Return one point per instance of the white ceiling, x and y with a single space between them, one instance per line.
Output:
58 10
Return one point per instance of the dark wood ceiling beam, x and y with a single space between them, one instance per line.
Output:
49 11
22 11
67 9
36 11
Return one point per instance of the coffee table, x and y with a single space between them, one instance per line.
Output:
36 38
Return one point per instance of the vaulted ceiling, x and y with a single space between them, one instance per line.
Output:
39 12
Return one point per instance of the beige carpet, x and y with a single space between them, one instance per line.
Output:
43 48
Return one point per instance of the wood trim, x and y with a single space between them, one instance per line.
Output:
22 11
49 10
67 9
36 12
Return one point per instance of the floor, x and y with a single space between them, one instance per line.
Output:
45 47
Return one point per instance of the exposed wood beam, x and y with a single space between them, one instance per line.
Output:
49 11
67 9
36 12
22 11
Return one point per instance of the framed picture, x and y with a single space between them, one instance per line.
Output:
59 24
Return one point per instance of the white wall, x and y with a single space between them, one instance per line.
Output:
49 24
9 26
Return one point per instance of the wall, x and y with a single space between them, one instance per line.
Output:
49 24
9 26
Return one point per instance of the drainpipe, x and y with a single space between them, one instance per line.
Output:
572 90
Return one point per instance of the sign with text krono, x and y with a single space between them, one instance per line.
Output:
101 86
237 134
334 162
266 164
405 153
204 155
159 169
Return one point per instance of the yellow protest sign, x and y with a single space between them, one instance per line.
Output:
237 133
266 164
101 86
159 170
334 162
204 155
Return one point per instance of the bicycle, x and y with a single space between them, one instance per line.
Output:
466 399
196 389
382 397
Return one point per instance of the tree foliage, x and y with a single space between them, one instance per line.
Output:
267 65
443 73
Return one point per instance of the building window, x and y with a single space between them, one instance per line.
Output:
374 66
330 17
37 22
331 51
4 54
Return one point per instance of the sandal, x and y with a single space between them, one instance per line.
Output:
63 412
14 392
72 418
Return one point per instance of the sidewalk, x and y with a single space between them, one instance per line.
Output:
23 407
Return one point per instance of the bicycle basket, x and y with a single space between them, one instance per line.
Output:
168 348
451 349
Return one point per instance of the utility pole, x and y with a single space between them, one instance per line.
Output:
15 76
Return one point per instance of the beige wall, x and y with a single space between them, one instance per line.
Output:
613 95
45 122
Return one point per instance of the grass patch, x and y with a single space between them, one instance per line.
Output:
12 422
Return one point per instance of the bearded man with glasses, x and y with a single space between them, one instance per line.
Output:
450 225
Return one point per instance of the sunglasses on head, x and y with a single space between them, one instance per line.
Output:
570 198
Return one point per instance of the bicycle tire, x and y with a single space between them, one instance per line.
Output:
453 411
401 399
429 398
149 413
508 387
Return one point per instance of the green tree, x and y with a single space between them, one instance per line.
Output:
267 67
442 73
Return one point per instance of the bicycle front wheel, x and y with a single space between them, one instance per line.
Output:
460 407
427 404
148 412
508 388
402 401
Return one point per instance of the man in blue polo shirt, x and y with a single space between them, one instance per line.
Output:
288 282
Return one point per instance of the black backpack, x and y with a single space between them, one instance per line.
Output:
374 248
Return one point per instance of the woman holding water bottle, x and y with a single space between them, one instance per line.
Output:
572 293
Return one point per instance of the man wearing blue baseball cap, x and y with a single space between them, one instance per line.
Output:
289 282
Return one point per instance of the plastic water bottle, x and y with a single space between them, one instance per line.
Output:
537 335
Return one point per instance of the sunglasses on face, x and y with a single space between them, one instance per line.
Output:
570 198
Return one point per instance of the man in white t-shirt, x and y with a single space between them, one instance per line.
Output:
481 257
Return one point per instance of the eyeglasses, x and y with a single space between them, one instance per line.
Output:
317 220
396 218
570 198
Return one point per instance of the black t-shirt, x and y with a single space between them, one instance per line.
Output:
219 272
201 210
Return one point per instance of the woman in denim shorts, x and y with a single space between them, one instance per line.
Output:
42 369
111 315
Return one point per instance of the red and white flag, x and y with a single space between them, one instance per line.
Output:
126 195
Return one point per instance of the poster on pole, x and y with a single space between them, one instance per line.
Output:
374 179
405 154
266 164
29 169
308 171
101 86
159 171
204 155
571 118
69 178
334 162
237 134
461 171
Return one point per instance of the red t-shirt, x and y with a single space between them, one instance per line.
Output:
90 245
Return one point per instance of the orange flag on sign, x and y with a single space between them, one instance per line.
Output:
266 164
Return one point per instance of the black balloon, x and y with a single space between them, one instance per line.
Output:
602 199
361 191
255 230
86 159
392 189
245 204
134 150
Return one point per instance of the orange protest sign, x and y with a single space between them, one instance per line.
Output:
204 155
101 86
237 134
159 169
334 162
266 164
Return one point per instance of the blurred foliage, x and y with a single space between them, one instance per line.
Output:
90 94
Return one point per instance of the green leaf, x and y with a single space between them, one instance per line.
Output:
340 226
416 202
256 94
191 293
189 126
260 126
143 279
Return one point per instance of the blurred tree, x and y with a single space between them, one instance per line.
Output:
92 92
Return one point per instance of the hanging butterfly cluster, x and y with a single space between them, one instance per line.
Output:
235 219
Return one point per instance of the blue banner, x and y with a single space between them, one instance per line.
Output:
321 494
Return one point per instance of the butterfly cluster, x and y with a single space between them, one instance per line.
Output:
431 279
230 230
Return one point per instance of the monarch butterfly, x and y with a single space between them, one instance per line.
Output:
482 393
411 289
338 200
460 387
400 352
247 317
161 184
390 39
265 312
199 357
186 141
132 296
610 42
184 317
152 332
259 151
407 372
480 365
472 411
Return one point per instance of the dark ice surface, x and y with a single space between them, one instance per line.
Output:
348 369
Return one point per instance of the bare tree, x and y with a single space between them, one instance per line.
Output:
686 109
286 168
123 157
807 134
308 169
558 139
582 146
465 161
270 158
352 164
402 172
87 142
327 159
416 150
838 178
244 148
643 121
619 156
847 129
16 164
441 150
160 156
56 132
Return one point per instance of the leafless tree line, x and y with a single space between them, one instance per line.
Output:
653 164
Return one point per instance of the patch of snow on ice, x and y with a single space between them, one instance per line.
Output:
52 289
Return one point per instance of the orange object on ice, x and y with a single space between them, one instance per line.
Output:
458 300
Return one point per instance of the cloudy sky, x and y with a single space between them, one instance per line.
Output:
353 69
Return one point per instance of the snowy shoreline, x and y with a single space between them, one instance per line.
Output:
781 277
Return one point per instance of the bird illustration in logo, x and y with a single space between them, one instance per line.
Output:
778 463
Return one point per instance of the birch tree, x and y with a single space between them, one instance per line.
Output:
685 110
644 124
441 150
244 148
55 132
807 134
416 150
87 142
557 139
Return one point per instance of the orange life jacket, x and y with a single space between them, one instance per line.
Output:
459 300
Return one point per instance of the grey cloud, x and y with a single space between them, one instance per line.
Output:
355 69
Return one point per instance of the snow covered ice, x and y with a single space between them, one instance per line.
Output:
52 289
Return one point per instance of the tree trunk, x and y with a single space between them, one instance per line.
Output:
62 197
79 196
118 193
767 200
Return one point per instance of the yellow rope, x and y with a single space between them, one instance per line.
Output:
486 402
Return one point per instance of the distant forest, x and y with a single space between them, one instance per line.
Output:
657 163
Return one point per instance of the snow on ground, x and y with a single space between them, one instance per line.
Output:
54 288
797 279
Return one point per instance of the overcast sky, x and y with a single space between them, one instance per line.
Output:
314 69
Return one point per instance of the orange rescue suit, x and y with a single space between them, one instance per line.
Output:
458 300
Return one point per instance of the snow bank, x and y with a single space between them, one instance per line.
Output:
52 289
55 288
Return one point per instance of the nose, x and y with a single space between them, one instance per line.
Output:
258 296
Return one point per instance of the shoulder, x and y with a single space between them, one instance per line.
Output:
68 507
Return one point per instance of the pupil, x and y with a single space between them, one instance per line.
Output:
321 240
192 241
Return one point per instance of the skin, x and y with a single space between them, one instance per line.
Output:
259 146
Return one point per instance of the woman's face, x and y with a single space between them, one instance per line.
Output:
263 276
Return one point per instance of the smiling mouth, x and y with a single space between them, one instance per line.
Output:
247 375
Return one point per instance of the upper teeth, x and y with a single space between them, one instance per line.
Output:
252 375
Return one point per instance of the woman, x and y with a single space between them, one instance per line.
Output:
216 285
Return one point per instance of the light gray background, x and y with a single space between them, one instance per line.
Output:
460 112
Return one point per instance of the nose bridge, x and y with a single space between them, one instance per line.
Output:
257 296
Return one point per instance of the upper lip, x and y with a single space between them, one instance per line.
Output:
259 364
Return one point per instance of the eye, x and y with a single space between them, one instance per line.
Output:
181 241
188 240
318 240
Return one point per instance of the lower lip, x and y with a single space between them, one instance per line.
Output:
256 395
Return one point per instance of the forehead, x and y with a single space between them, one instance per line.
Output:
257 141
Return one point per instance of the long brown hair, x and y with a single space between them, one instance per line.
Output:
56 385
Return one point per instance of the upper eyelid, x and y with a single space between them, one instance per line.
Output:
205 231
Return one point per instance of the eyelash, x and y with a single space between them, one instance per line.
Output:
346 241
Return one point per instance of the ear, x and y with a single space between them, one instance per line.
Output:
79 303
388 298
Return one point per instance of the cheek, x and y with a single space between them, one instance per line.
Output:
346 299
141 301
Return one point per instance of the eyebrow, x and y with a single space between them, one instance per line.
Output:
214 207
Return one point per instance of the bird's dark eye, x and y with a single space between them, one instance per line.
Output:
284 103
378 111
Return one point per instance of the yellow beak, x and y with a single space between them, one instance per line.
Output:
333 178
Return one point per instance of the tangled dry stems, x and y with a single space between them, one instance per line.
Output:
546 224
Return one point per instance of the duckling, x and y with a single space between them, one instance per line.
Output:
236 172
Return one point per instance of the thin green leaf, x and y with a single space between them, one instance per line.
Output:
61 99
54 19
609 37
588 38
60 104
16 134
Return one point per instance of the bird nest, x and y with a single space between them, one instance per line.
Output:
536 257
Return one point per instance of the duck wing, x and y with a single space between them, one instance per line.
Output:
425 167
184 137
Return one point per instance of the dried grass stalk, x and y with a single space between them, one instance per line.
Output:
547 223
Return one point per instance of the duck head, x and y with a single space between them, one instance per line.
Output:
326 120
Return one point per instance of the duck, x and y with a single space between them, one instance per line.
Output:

=== Work required ===
Reproduce the material verbatim, starting at the line that contains "Return one point per instance of the duckling, x" and ending after its final line.

=== Response for this exercise ===
Return one point per instance of the duckling, x and y with a single space between them, one instance per line.
Output:
236 172
Return one point per instance of the thin green leaf, x and y with a single space between them, one instance per line.
Output:
61 99
54 19
609 37
588 38
60 104
16 134
Return one point per instance of the bird nest, x and y with a single space between them, one instance per line.
Output:
536 257
Return one point per instance of the duck wing, x and y with a single space between them, one instance per line.
Output:
425 167
184 137
Return one point per instance of the dried grass stalk, x and y with a single space between them, one instance per line.
Output:
547 223
Return one point per instance of the duck head, x and y with a single space between them, one instance per line.
Output:
326 120
Return one point per instance of the duck, x and y with a single space between them, one instance per line.
Output:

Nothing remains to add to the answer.